◆ **Set task**
Carry on the article about handling asynchronous exceptions during resource acquisition from the point where it stops.

Dealing with Asynchronous Exceptions during Resource Acquisition

Edsko de Vries, Duncan Coutts – Thursday, 28 August 2014

Introduction

Consider the following code: we open a socket, compute with it, and finally close the socket again. The computation happens inside an exception handler (try), so even when an exception happens we still close the socket:

example1 :: (Socket -> IO a) -> IO a 
example1 compute = do -- WRONG
  s <- openSocket 
  r <- try $ compute s
  closeSocket s
  case r of
    Left ex -> throwIO (ex :: SomeException)
    Right a -> return a

Although this code correctly deals with synchronous exceptions–exceptions that are the direct result of the execution of the program–it does not deal correctly with asynchronous exceptions–exceptions that are raised as the result of an external event, such as a signal from another thread. For example, in

example2 :: (Socket -> IO a) -> IO (Maybe a)
example2 compute = timeout someTimeout $ example1 compute

it is possible that the timeout signal arrives after we have opened the socket but before we have installed the exception handler (or indeed, after we leave the scope of the exception handler but before we close the socket). In order to address this we have to control precisely where asynchronous exceptions can and cannot be delivered:

example3 :: (Socket -> IO a) -> IO a
example3 compute =
  mask $ \restore -> do
    s <- openSocket 
    r <- try $ restore $ compute s
    closeSocket s
    case r of
      Left ex -> throwIO (ex :: SomeException)

◆ **Dataset entries**
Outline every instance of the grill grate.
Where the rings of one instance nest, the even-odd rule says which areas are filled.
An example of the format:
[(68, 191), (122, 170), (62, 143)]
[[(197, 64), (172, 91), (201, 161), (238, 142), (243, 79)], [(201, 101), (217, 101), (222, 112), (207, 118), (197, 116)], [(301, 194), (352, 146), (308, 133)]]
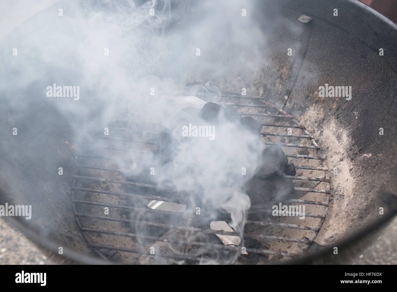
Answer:
[[(320, 147), (295, 117), (261, 98), (226, 93), (221, 101), (261, 123), (264, 144), (281, 147), (295, 164), (296, 176), (286, 176), (294, 182), (295, 197), (283, 203), (304, 205), (309, 210), (305, 219), (272, 218), (268, 216), (271, 211), (253, 206), (243, 233), (237, 234), (231, 228), (213, 230), (209, 221), (196, 222), (194, 211), (187, 207), (179, 212), (149, 207), (150, 202), (181, 205), (177, 204), (172, 190), (158, 190), (144, 180), (126, 180), (122, 175), (126, 170), (119, 168), (116, 161), (120, 159), (116, 157), (120, 153), (148, 151), (160, 155), (157, 141), (162, 129), (152, 125), (150, 131), (143, 132), (116, 119), (110, 128), (118, 135), (98, 135), (85, 145), (72, 187), (78, 225), (89, 245), (102, 258), (127, 264), (159, 259), (165, 261), (161, 263), (194, 263), (204, 259), (220, 263), (267, 263), (299, 256), (309, 248), (325, 218), (330, 192), (329, 170)], [(288, 128), (300, 132), (288, 135)], [(129, 137), (131, 133), (143, 137), (133, 139)], [(305, 143), (308, 140), (310, 144)], [(123, 161), (133, 162), (127, 158)], [(108, 215), (104, 214), (106, 207)], [(230, 217), (221, 213), (216, 220), (227, 222)], [(167, 233), (169, 236), (163, 235)], [(244, 241), (227, 245), (220, 236), (242, 237)], [(245, 254), (241, 252), (243, 242)], [(156, 244), (158, 251), (153, 255), (150, 248)]]

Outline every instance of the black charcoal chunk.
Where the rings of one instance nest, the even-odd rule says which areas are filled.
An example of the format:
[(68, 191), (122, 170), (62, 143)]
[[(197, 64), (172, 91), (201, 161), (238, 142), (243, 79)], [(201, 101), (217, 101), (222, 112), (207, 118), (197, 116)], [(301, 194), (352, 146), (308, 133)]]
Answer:
[(201, 117), (208, 122), (215, 122), (218, 120), (219, 113), (223, 109), (219, 104), (207, 102), (201, 109)]
[(266, 178), (266, 181), (271, 183), (274, 187), (274, 198), (283, 200), (289, 198), (294, 190), (292, 180), (283, 176), (273, 174)]
[(241, 118), (241, 125), (246, 129), (252, 131), (254, 133), (260, 133), (262, 130), (262, 126), (256, 120), (250, 116), (245, 116)]
[(262, 153), (262, 166), (255, 176), (264, 178), (274, 174), (283, 175), (288, 163), (288, 159), (281, 148), (271, 146)]
[(297, 174), (295, 164), (293, 163), (288, 163), (285, 167), (285, 174), (287, 176), (294, 176)]
[(245, 184), (244, 188), (253, 207), (263, 205), (271, 201), (276, 194), (276, 188), (273, 184), (258, 178), (252, 178)]

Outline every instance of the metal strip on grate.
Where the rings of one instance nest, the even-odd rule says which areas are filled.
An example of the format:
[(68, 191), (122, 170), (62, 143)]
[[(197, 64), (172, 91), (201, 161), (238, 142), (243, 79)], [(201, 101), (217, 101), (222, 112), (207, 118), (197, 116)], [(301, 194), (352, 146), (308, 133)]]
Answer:
[[(128, 159), (128, 153), (150, 151), (154, 155), (161, 154), (158, 139), (155, 137), (159, 137), (162, 127), (151, 125), (150, 129), (143, 131), (129, 128), (127, 120), (115, 119), (111, 124), (114, 131), (123, 134), (143, 131), (143, 137), (137, 140), (122, 135), (98, 135), (97, 141), (85, 144), (85, 151), (78, 154), (79, 162), (71, 188), (73, 211), (78, 225), (88, 245), (103, 259), (123, 263), (141, 263), (142, 257), (160, 258), (169, 261), (167, 263), (180, 261), (197, 263), (204, 258), (213, 258), (221, 263), (236, 261), (266, 263), (299, 256), (313, 242), (325, 220), (330, 193), (329, 171), (320, 147), (295, 117), (259, 97), (225, 93), (222, 99), (227, 107), (243, 110), (239, 111), (242, 115), (256, 120), (262, 125), (264, 144), (282, 147), (286, 156), (295, 164), (297, 175), (286, 177), (294, 182), (294, 191), (303, 195), (283, 203), (303, 205), (314, 211), (305, 212), (306, 218), (299, 222), (296, 218), (291, 219), (291, 222), (281, 222), (284, 218), (275, 220), (267, 216), (271, 213), (268, 210), (252, 206), (249, 210), (246, 230), (238, 234), (234, 231), (213, 230), (209, 222), (208, 226), (195, 226), (192, 215), (194, 210), (191, 209), (177, 212), (149, 208), (142, 201), (177, 203), (175, 198), (177, 192), (159, 190), (150, 182), (126, 180), (122, 174), (126, 170), (120, 169), (116, 162), (120, 161), (120, 152), (126, 154), (125, 159), (121, 160), (125, 163), (132, 162)], [(285, 130), (288, 128), (301, 133), (285, 133)], [(288, 141), (276, 140), (280, 139)], [(295, 143), (296, 139), (308, 140), (310, 143)], [(139, 147), (137, 144), (139, 144)], [(154, 148), (145, 149), (145, 146)], [(309, 153), (310, 151), (316, 153)], [(298, 171), (301, 174), (298, 174)], [(310, 174), (313, 172), (315, 174)], [(305, 173), (305, 175), (302, 174)], [(321, 184), (324, 186), (320, 186)], [(111, 209), (111, 214), (104, 213), (106, 207)], [(267, 219), (257, 220), (260, 214), (267, 216)], [(145, 218), (145, 216), (149, 217)], [(227, 214), (221, 217), (217, 220), (227, 222), (229, 219)], [(179, 234), (180, 237), (168, 238), (161, 235), (162, 232), (171, 230), (175, 230), (175, 234)], [(202, 242), (195, 239), (198, 234), (208, 236), (211, 241)], [(238, 236), (244, 240), (239, 244), (226, 245), (219, 236)], [(241, 252), (243, 242), (251, 245), (246, 248), (245, 254)], [(155, 242), (177, 244), (182, 248), (180, 251), (168, 249), (166, 252), (153, 254), (150, 251), (151, 242), (152, 245)], [(192, 252), (191, 247), (195, 247), (198, 251)], [(225, 257), (225, 253), (230, 252), (240, 255), (237, 260), (236, 257)], [(221, 257), (220, 253), (223, 255)]]

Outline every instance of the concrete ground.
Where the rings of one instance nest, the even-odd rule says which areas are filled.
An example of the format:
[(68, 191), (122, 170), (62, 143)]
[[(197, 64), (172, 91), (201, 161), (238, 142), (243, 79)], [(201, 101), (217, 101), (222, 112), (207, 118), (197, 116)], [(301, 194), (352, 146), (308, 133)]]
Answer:
[[(43, 255), (17, 229), (0, 219), (0, 264), (51, 265)], [(397, 265), (397, 218), (353, 265)]]

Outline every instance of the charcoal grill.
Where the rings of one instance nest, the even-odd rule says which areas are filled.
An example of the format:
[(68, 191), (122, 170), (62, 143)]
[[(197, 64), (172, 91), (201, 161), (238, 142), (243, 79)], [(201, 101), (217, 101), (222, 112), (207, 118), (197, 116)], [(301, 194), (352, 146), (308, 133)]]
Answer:
[[(305, 205), (305, 219), (275, 220), (267, 216), (266, 220), (255, 220), (258, 214), (268, 215), (272, 210), (252, 206), (243, 240), (238, 245), (225, 245), (211, 236), (239, 234), (213, 230), (210, 221), (206, 226), (195, 224), (195, 217), (198, 215), (194, 208), (177, 212), (151, 209), (147, 206), (150, 201), (177, 202), (168, 197), (171, 194), (170, 191), (158, 190), (155, 185), (126, 180), (122, 174), (125, 171), (112, 164), (112, 162), (118, 161), (120, 151), (151, 151), (161, 155), (158, 142), (161, 133), (156, 131), (161, 129), (161, 126), (147, 125), (146, 131), (142, 130), (142, 125), (140, 130), (137, 130), (130, 121), (115, 119), (109, 128), (113, 133), (98, 135), (87, 146), (87, 152), (79, 155), (77, 174), (73, 176), (72, 187), (74, 215), (79, 227), (89, 246), (104, 259), (137, 263), (140, 257), (145, 254), (158, 261), (164, 258), (175, 262), (200, 263), (211, 259), (224, 263), (233, 263), (236, 259), (238, 262), (251, 263), (277, 262), (301, 255), (314, 240), (326, 215), (330, 191), (326, 158), (313, 136), (294, 116), (260, 97), (228, 93), (223, 95), (222, 101), (226, 106), (237, 109), (243, 116), (251, 116), (262, 123), (264, 143), (283, 147), (287, 157), (295, 163), (298, 170), (296, 176), (286, 176), (295, 182), (294, 189), (299, 194), (298, 196), (303, 196), (283, 203)], [(297, 133), (289, 135), (288, 128)], [(133, 132), (135, 137), (139, 132), (142, 138), (139, 141), (129, 135)], [(309, 151), (314, 153), (302, 154)], [(134, 192), (134, 189), (140, 191)], [(152, 194), (153, 191), (158, 194)], [(110, 209), (109, 215), (104, 215), (105, 207)], [(187, 224), (175, 225), (170, 217), (179, 217), (179, 221)], [(227, 216), (221, 216), (217, 220), (227, 222), (228, 219), (230, 220)], [(162, 237), (162, 233), (172, 229), (180, 232), (175, 232), (171, 238)], [(211, 240), (200, 241), (202, 236), (198, 236), (198, 233), (204, 234)], [(255, 244), (249, 243), (253, 240)], [(163, 246), (151, 254), (151, 245), (158, 241), (166, 246), (183, 247), (182, 251)], [(246, 245), (247, 254), (243, 254), (242, 247)], [(189, 250), (190, 252), (187, 251)], [(209, 251), (214, 250), (217, 252), (209, 254)], [(220, 259), (222, 252), (239, 256)]]
[[(64, 11), (71, 13), (78, 2), (62, 2)], [(92, 126), (99, 110), (95, 95), (82, 91), (78, 101), (47, 98), (43, 91), (49, 84), (78, 84), (81, 76), (66, 74), (66, 67), (52, 63), (29, 67), (37, 56), (20, 50), (23, 53), (17, 57), (5, 57), (0, 68), (6, 85), (0, 87), (0, 204), (32, 205), (34, 216), (30, 220), (6, 219), (61, 262), (270, 263), (299, 258), (319, 246), (334, 246), (379, 219), (380, 207), (386, 214), (389, 206), (377, 199), (383, 191), (393, 193), (397, 188), (397, 26), (355, 0), (252, 3), (254, 9), (247, 12), (267, 38), (260, 50), (263, 59), (255, 60), (261, 69), (240, 72), (233, 60), (211, 60), (212, 54), (203, 49), (200, 60), (226, 68), (225, 74), (212, 79), (195, 76), (193, 70), (189, 82), (204, 84), (210, 79), (221, 90), (225, 106), (262, 123), (264, 143), (281, 147), (297, 167), (296, 176), (290, 177), (294, 192), (285, 203), (304, 205), (304, 219), (273, 217), (271, 210), (253, 206), (242, 234), (226, 226), (213, 230), (210, 222), (199, 224), (191, 209), (196, 206), (184, 209), (175, 204), (178, 201), (172, 191), (157, 189), (145, 177), (131, 177), (120, 166), (132, 162), (130, 152), (162, 155), (161, 125), (113, 117), (106, 125), (94, 125), (98, 131), (108, 127), (108, 136), (102, 132), (93, 139), (83, 137), (84, 147), (76, 147), (82, 137), (76, 124)], [(68, 31), (53, 13), (58, 5), (2, 40), (2, 56), (10, 55), (10, 44), (26, 48), (39, 39), (48, 45), (43, 44), (40, 56), (57, 60), (49, 36)], [(333, 15), (335, 8), (337, 17)], [(166, 34), (186, 32), (183, 29), (201, 19), (188, 10), (192, 17), (170, 23)], [(223, 17), (232, 21), (234, 16)], [(42, 19), (54, 26), (40, 26)], [(42, 28), (28, 35), (27, 27)], [(187, 39), (188, 32), (183, 36)], [(227, 36), (222, 37), (226, 44)], [(65, 39), (66, 46), (69, 41)], [(292, 56), (287, 54), (290, 48)], [(216, 48), (211, 52), (217, 56), (221, 49), (233, 48)], [(250, 52), (238, 51), (236, 55), (249, 61)], [(209, 74), (212, 69), (208, 68)], [(19, 76), (27, 81), (20, 83)], [(38, 81), (38, 76), (45, 80)], [(326, 83), (351, 85), (352, 99), (320, 97), (319, 86)], [(241, 95), (243, 87), (249, 95)], [(73, 112), (67, 110), (78, 108), (80, 102), (92, 102), (90, 111), (69, 115)], [(17, 136), (10, 134), (14, 127)], [(123, 153), (118, 161), (116, 153)], [(121, 157), (125, 157), (123, 163)], [(58, 173), (61, 166), (62, 176)], [(163, 210), (166, 203), (182, 211)], [(106, 207), (109, 215), (104, 214)], [(217, 220), (230, 218), (220, 213)], [(231, 239), (226, 240), (227, 236), (238, 236), (241, 242)], [(150, 253), (153, 246), (154, 255)], [(242, 253), (243, 247), (248, 254)]]

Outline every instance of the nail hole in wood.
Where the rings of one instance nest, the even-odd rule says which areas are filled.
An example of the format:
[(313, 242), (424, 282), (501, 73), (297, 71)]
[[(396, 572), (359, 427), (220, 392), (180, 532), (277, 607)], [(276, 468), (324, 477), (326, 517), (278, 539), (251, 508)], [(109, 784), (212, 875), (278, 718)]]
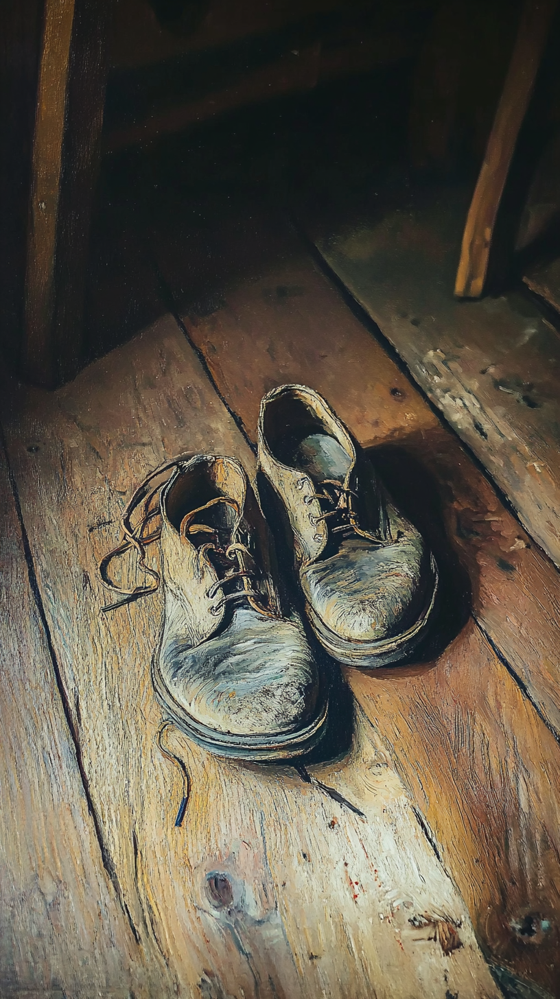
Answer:
[(206, 887), (213, 905), (219, 909), (231, 909), (233, 905), (233, 889), (227, 874), (207, 874)]
[(550, 930), (550, 920), (544, 919), (538, 912), (529, 912), (517, 920), (513, 920), (511, 928), (522, 940), (540, 943), (543, 936)]

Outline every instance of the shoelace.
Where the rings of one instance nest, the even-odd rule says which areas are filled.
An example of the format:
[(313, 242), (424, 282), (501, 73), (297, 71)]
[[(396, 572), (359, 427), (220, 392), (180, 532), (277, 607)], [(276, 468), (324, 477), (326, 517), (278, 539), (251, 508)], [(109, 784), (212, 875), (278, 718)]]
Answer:
[[(305, 480), (300, 480), (300, 482), (305, 483)], [(333, 534), (340, 533), (349, 536), (351, 533), (355, 533), (360, 537), (367, 537), (369, 541), (379, 547), (390, 544), (392, 538), (389, 524), (386, 526), (386, 537), (381, 537), (379, 533), (374, 533), (360, 526), (358, 514), (353, 507), (353, 500), (357, 499), (358, 494), (347, 486), (343, 486), (338, 479), (323, 479), (318, 484), (317, 491), (304, 497), (303, 501), (309, 504), (312, 500), (318, 500), (319, 502), (326, 502), (331, 507), (317, 516), (312, 515), (310, 520), (313, 525), (319, 523), (320, 520), (327, 520), (329, 517), (336, 516), (339, 518), (340, 523), (330, 528)]]
[[(185, 812), (187, 810), (187, 805), (189, 803), (189, 798), (191, 796), (191, 778), (189, 775), (189, 771), (187, 770), (187, 767), (184, 761), (181, 759), (181, 757), (178, 756), (176, 753), (172, 752), (172, 750), (169, 748), (169, 745), (164, 745), (163, 743), (164, 732), (168, 731), (168, 729), (170, 728), (176, 728), (176, 727), (177, 726), (175, 725), (175, 722), (165, 719), (160, 724), (156, 732), (155, 738), (156, 738), (156, 745), (159, 751), (161, 752), (162, 756), (164, 756), (171, 763), (173, 763), (181, 774), (183, 793), (181, 795), (181, 800), (179, 802), (179, 807), (177, 809), (174, 822), (175, 828), (178, 829), (183, 824), (183, 819), (185, 817)], [(340, 792), (335, 790), (334, 787), (329, 787), (327, 784), (324, 784), (321, 780), (318, 780), (317, 777), (315, 777), (313, 774), (309, 773), (309, 770), (303, 763), (301, 762), (292, 763), (292, 766), (296, 771), (296, 773), (298, 774), (298, 776), (301, 778), (301, 780), (303, 780), (305, 784), (312, 784), (314, 787), (317, 787), (319, 790), (323, 791), (324, 794), (328, 795), (328, 797), (331, 798), (333, 801), (336, 801), (337, 804), (341, 805), (341, 807), (349, 808), (350, 811), (354, 812), (355, 815), (359, 815), (360, 818), (366, 818), (364, 812), (360, 808), (357, 808), (356, 805), (352, 804), (352, 802), (349, 801), (348, 798), (345, 798), (343, 794), (340, 794)]]
[[(201, 557), (207, 562), (210, 562), (210, 552), (214, 552), (216, 558), (214, 562), (210, 562), (213, 564), (214, 568), (217, 567), (215, 564), (216, 561), (221, 568), (223, 568), (226, 560), (234, 562), (234, 565), (231, 568), (225, 569), (222, 578), (216, 579), (210, 588), (206, 590), (206, 596), (209, 599), (212, 599), (219, 590), (222, 591), (221, 599), (218, 603), (215, 603), (210, 607), (210, 613), (217, 616), (225, 603), (239, 598), (247, 598), (249, 604), (254, 610), (258, 610), (259, 613), (265, 614), (267, 617), (274, 617), (275, 614), (271, 613), (271, 611), (262, 606), (261, 601), (265, 599), (265, 594), (259, 589), (250, 588), (250, 580), (255, 579), (259, 575), (259, 571), (253, 555), (247, 545), (242, 544), (240, 541), (234, 541), (224, 548), (219, 544), (218, 531), (214, 527), (210, 527), (206, 523), (192, 522), (193, 518), (197, 516), (197, 514), (211, 508), (212, 506), (216, 506), (219, 503), (231, 506), (235, 511), (236, 516), (239, 517), (239, 505), (235, 500), (230, 500), (227, 497), (217, 497), (215, 500), (211, 500), (210, 502), (205, 503), (204, 506), (199, 506), (197, 509), (187, 513), (181, 520), (181, 526), (179, 529), (180, 534), (185, 537), (189, 534), (197, 533), (210, 533), (214, 535), (213, 541), (203, 544), (199, 549)], [(235, 563), (237, 563), (237, 568), (235, 567)], [(242, 580), (243, 588), (233, 590), (230, 593), (224, 593), (223, 587), (236, 579)]]
[[(121, 593), (122, 598), (120, 600), (115, 600), (114, 603), (105, 604), (101, 609), (104, 613), (109, 610), (115, 610), (117, 607), (121, 607), (126, 603), (131, 603), (133, 600), (138, 599), (140, 596), (145, 596), (148, 593), (153, 593), (158, 588), (161, 576), (157, 569), (148, 565), (146, 562), (146, 548), (149, 544), (157, 541), (161, 536), (161, 513), (159, 508), (159, 492), (162, 487), (168, 482), (171, 474), (181, 467), (183, 461), (187, 460), (188, 456), (181, 456), (175, 459), (173, 462), (168, 462), (161, 465), (154, 472), (150, 473), (146, 477), (144, 482), (138, 487), (131, 497), (124, 513), (121, 517), (121, 531), (122, 537), (116, 547), (108, 551), (106, 555), (99, 562), (98, 570), (101, 577), (103, 585), (108, 589), (113, 590), (113, 592)], [(163, 481), (154, 484), (154, 481), (161, 479), (165, 476)], [(213, 540), (203, 544), (200, 548), (201, 556), (209, 562), (209, 553), (214, 551), (217, 556), (217, 560), (221, 567), (224, 566), (224, 561), (233, 561), (237, 563), (237, 569), (235, 564), (232, 569), (226, 569), (223, 578), (216, 580), (213, 586), (207, 591), (207, 596), (210, 598), (214, 596), (220, 588), (222, 588), (222, 597), (219, 603), (214, 604), (211, 608), (211, 612), (217, 616), (220, 612), (224, 603), (231, 600), (239, 598), (247, 598), (250, 605), (266, 616), (275, 616), (270, 610), (262, 605), (262, 601), (266, 598), (265, 594), (258, 589), (251, 589), (248, 585), (248, 580), (255, 578), (259, 572), (257, 565), (245, 544), (240, 542), (234, 542), (227, 545), (225, 548), (218, 543), (218, 531), (214, 527), (210, 527), (205, 523), (193, 523), (193, 518), (216, 505), (217, 503), (225, 503), (233, 507), (237, 516), (239, 516), (239, 505), (234, 500), (230, 500), (226, 497), (217, 497), (211, 500), (208, 503), (197, 509), (191, 510), (187, 513), (180, 524), (179, 532), (181, 536), (188, 537), (190, 534), (197, 533), (210, 533), (213, 535)], [(143, 511), (140, 520), (136, 526), (132, 525), (132, 517), (135, 510), (143, 504)], [(156, 526), (153, 526), (154, 520), (158, 518), (159, 522)], [(134, 549), (138, 555), (138, 568), (141, 569), (147, 576), (150, 577), (151, 582), (144, 586), (135, 586), (133, 589), (126, 589), (126, 587), (121, 586), (116, 582), (109, 574), (109, 566), (114, 558), (125, 554), (125, 552)], [(216, 565), (213, 566), (216, 568)], [(243, 580), (243, 588), (234, 590), (231, 593), (224, 593), (223, 586), (226, 583), (232, 582), (235, 579)]]

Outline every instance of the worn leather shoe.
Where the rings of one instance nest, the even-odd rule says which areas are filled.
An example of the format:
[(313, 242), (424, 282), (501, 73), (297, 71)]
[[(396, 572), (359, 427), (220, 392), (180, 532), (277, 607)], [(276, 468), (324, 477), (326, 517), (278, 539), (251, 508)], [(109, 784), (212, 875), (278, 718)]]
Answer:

◆ **Task output**
      Right a -> return a

We mask asynchronous exceptions, and then restore them only inside the scope of the exception handler. This very common pattern is captured by the higher level combinator bracket, and we might rewrite the example as

example4 :: (Socket -> IO a) -> IO a
example4 = bracket openSocket closeSocket

Allowing asynchronous exceptions during resource acquisition

Suppose that we wanted to define a derived operation that opens a socket and performs some kind of handshake with the server on the other end:

openHandshake :: IO Socket
openHandshake = do
  mask $ \restore -> do
    s <- openSocket
    r <- try $ restore $ handshake s
    case r of
      Left  ex -> closeSocket s >> throwIO (ex :: SomeException)
      Right () -> return s

(These and the other examples can be defined in terms of bracket and similar, but we use mask directly so that it’s easier to see what is happening.) We might use openHandshake as follows:

example5 :: (Socket -> IO a) -> IO a
example5 compute = do
  mask $ \restore -> do
    s <- openHandshake 
    r <- try $ restore $ compute s
    closeSocket s
    case r of
      Left ex -> throwIO (ex :: SomeException)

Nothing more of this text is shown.